Exercise ::
Write out the records word for word, from their first line through the line that contains "Outlines of the".

-- START OF Input records --

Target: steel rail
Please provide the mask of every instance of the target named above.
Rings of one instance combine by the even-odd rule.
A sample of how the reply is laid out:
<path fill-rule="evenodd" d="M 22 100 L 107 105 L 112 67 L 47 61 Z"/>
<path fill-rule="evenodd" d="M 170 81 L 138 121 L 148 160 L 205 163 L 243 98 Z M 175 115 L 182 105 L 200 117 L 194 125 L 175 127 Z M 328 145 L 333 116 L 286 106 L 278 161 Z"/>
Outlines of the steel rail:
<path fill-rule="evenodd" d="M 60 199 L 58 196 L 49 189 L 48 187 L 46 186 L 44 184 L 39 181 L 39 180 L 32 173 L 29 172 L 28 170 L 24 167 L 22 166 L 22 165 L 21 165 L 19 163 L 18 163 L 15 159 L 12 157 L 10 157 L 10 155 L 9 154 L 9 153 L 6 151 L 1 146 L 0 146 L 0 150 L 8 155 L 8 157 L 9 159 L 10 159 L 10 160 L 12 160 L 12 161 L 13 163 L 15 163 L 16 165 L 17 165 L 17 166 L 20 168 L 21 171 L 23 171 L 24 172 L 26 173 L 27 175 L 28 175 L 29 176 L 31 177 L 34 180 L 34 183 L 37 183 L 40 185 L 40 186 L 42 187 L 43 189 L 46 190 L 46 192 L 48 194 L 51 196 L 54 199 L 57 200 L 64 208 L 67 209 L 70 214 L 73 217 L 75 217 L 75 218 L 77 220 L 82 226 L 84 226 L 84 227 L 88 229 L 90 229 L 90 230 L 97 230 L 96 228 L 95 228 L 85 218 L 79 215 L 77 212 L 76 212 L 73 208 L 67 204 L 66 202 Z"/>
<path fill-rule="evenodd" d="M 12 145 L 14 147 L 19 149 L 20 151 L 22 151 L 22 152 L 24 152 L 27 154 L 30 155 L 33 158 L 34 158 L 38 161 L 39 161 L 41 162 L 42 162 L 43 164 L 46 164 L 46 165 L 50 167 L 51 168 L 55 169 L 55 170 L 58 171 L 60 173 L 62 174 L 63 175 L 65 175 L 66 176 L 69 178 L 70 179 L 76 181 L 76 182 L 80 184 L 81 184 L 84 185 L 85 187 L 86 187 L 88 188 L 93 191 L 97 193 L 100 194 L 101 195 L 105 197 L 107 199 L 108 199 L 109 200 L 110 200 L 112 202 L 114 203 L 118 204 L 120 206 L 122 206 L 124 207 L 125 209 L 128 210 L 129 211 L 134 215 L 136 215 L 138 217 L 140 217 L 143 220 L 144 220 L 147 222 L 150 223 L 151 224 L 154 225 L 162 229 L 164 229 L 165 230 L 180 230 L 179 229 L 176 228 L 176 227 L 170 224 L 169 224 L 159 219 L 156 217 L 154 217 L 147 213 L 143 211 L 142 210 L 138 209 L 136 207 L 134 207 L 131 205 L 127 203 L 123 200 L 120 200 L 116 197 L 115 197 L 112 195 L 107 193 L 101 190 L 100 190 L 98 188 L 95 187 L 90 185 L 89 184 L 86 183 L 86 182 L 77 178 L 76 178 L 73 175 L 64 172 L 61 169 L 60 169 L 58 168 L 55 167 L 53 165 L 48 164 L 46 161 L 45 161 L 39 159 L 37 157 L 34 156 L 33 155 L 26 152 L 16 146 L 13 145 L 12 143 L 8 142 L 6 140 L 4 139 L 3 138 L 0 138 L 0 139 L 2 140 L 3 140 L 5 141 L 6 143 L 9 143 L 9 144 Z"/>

-- END OF Input records --

Exercise answer ::
Target: steel rail
Please provide the mask of every instance of the target named above.
Rings of one instance combine by the even-odd rule.
A sample of how the reply is laid out:
<path fill-rule="evenodd" d="M 22 100 L 107 105 L 112 67 L 47 61 Z"/>
<path fill-rule="evenodd" d="M 170 81 L 138 121 L 148 160 L 205 163 L 243 98 Z M 175 115 L 182 105 L 200 117 L 194 125 L 175 127 Z M 328 145 L 333 116 L 286 106 L 278 161 Z"/>
Outlines of the steel rail:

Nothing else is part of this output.